» **Text segment**
:::
A tree is a data structure that can be used to represent data hierarchically. Data values in a tree structure are linked through parent–child relationships. In a general tree, a parent may have an unlimited number of children. In a binary tree, a parent may have at most two children, which we term the left child and the right child. A binary search tree additionally requires an ordering between the parent’s two children in which left child <= right child. Figure 1.20 provides an example of a binary search tree. When we search for an item in a binary search tree, the worst-case performance is O(n) (consider how this can occur). To remedy this situation, we can use an algorithm to create a balanced binary search tree. Here, a tree containing n items has at most lg n levels, thus ensuring worst-case performance of O(lg n). We shall see in Section 5.7.1 that Linux uses a balanced binary search tree (known as a red-black tree) as part its CPU-scheduling algorithm

Answer 33

A hash function takes data as its input, performs a numeric operation on the data, and returns a numeric value. This numeric value can then be used as an index into a table (typically an array) to quickly retrieve the data. Whereas searching for a data item through a list of size n can require up to O(n) comparisons, using a hash function for retrieving data from a table can be as good as O(1), depending on implementation details. Because of this performance, hash functions are used extensively in operating systems. One potential difficulty with hash functions is that two unique inputs can result in the same output value— that is, they can link to the same table location. We can accommodate this hash collision by having a linked list at the table location that contains all of the items with the same hash value. Of course, the more collisions there are, the less efficient the hash function is. One use of a hash function is to implement a hash map, which associates (or maps) [key:value] pairs using a hash function. Once the mapping is established, we can apply the hash function to the key to obtain the value from the hash map (Figure 1.21). For example, suppose that a user name is mapped to a password. Password authentication then proceeds as follows: a user enters her user name and password. The hash function is applied to the user name, which is then used to retrieve the password. The retrieved password is then compared with the password entered by the user for authentication.
:::
» **Stored data**
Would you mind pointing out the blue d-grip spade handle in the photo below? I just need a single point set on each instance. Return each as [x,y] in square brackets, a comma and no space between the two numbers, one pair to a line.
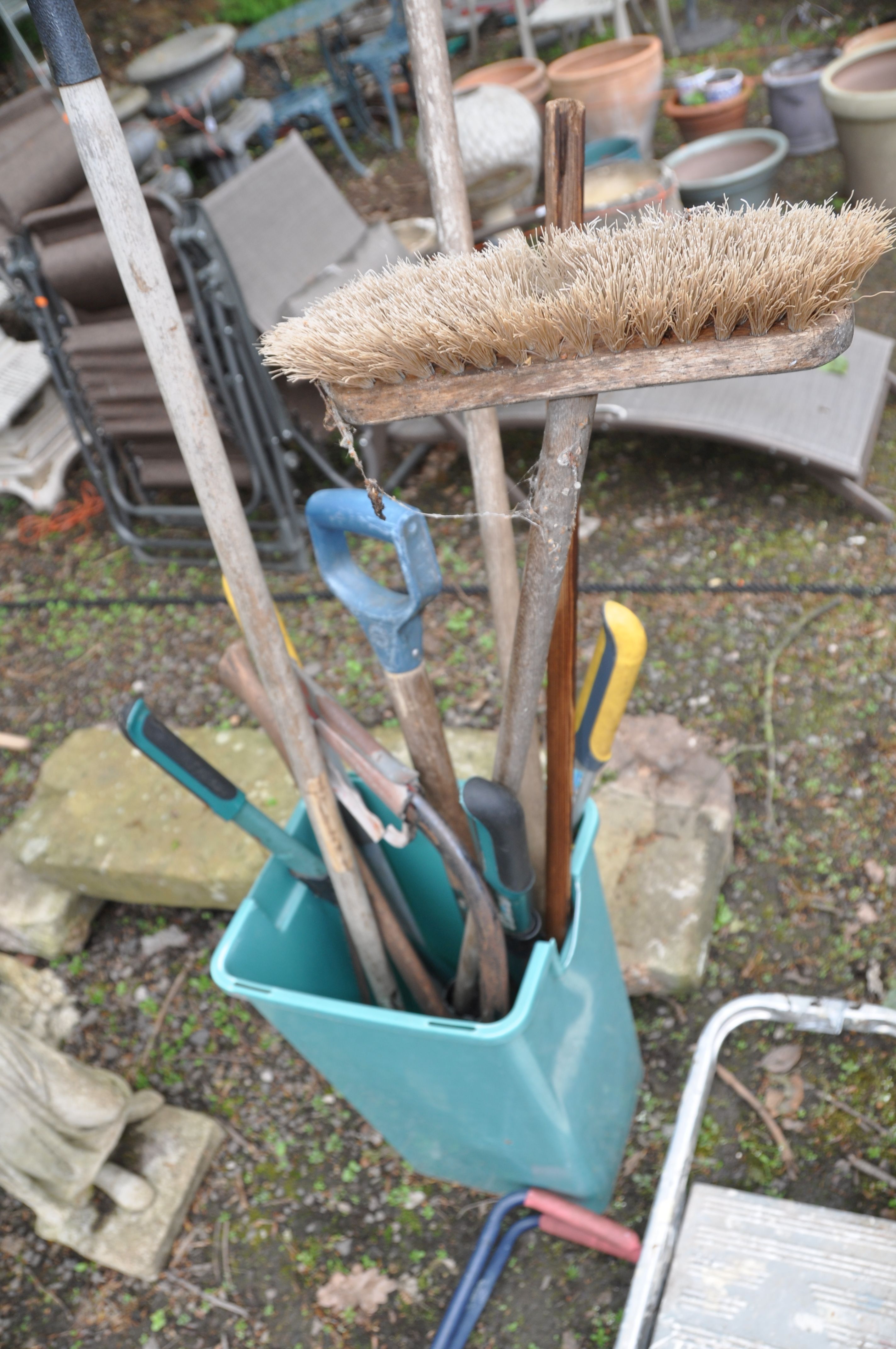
[390,621]
[150,736]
:::
» **Problem to work on**
Extend the passage on trees and hash functions with the next paragraph, starting after its final sentence.

» **Written answer**
Answer 34

Abitmap is a string of n binary digits that can be used to represent the status of n items. For example, suppose we have several resources, and the availability of each resource is indicated by the value of a binary digit: 0 means that the resource is available, while 1 indicates that it is unavailable (or vice versa). The value of the i th position in the bitmap is associated with the i th resource. As an example, consider the bitmap shown below: 001011101 Resources 2, 4, 5, 6, and 8 are unavailable; resources 0, 1, 3, and 7 are available. The power of bitmaps becomes apparent when we consider their space efficiency. If we were to use an eight-bit Boolean value instead of a single bit, the resulting data structure would be eight times larger. Thus, bitmaps are commonly used when there is a need to represent the availability of a large number of resources. Disk drives provide a nice illustration. A medium-sized disk drive might be divided into several thousand individual units, called disk blocks. A bitmap can be used to indicate the availability of each disk block. In summary, data structures are pervasive in operating system implementations. Thus, we will see the structures discussed here, along with others, throughout this text as we explore kernel algorithms and their implementations.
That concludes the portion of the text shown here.